Quando Princesa Mononoke estreou no Japão em 12 de julho de 1997 (25 anos atrás), representava uma espécie de desvio na carreira do diretor e animador japonês Hayao Miyazaki.

No final dos anos 1980, Miyazaki havia estabelecido sua reputação (com o sucesso do Studio Ghibli, que ele fundou com seu colega, o diretor Isao Takahata) com animações como Meu Amigo Totoro e O Serviço de Entregas da Kiki. Obras formalmente ambiciosas, tematicamente ricas, mas com tom geralmente positivo e de natureza voltada para toda a família.

Mas algo mudou durante os anos 1990. Primeiro, Miyazaki começou a se incomodar com a ideia popular de que o Studio Ghibli só produzia filmes delicados sobre a grandiosidade da natureza.

“Comecei a ouvir que o Ghibli era ‘doce’ ou ‘terapêutico'”, queixou-se no documentário de seis horas sobre a produção da animação, chamado Princess Mononoke: How the Film was Conceived (“Princesa Mononoke: como o filme foi concebido”, em tradução literal).

“Senti a necessidade de destruir isso.”

Ainda mais significativo foi o seu crescente desespero diante de um mundo que ele acreditava cada vez mais estar amaldiçoado.

“Ele costumava ser o que chamava de simpatizante da esquerda, crente no poder do povo”, explica Shiro Yoshioka, professor de estudos japoneses da Universidade de Newcastle, no Reino Unido.

“Mas, por razões óbvias [o colapso da União Soviética e a escalada dos conflitos étnicos na Europa], suas convicções políticas foram totalmente abaladas no início dos anos 1990.”

O próprio Japão também estava passando por uma espécie de crise existencial. A bolha do período de crescimento econômico dos anos 1980 estourou em 1992, levando o Japão a uma recessão que parecia interminável.

Três anos depois, em 1995, o país foi atingido pelo terremoto de Kobe, o pior a sacudir o Japão desde 1922. O tremor deixou 6 mil mortos e destruiu as casas de outras dezenas de milhares de pessoas.

E, apenas dois meses depois, uma seita terrorista chamada Aum Shinrikyo lançou um ataque com gás sarin no metrô de Tóquio, capital japonesa, matando 13 pessoas e ferindo milhares de outras.
---------------
**Tarefa**: Edite o trecho de "O próprio Japão" a "milhares de pessoas.", substituindo "terremoto" por "sismo". O material a seguir provém de outra fonte, sem relação com o trecho.

**Dados coletados**:
---------------
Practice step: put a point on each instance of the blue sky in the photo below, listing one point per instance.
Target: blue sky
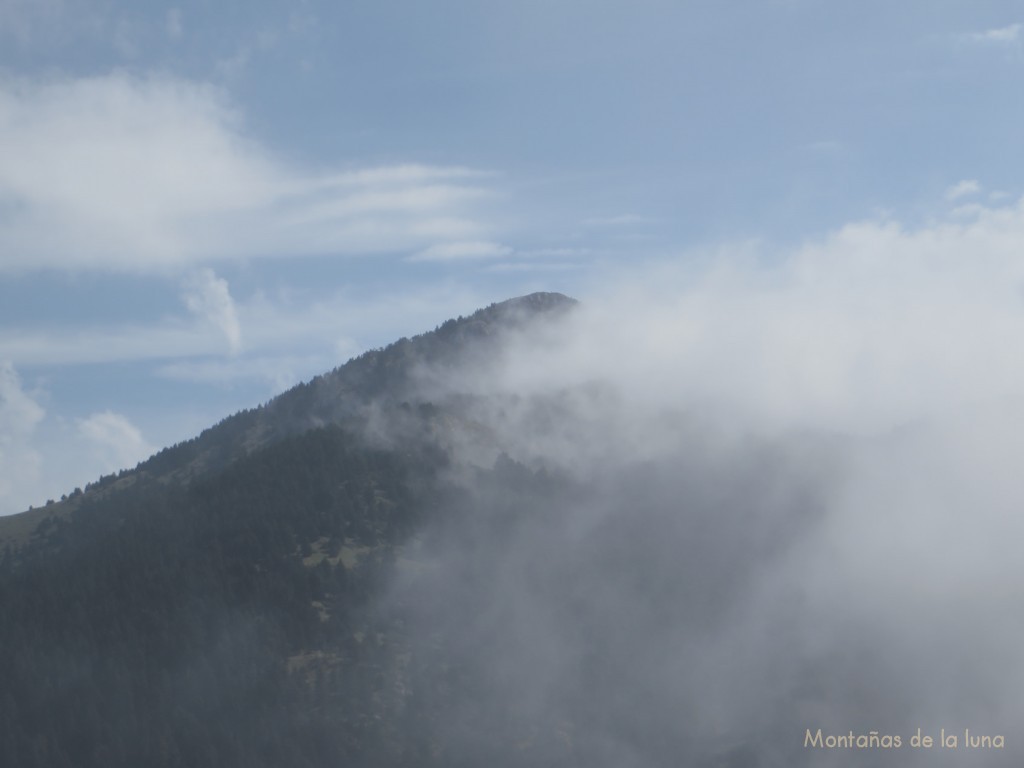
(203, 204)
---------------
**Resposta do exercício**:
O próprio Japão também estava passando por uma espécie de crise existencial. A bolha do período de crescimento econômico dos anos 1980 estourou em 1992, levando o Japão a uma recessão que parecia interminável.

Três anos depois, em 1995, o país foi atingido pelo sismo de Kobe, o pior a sacudir o Japão desde 1922. O tremor deixou 6 mil mortos e destruiu as casas de outras dezenas de milhares de pessoas.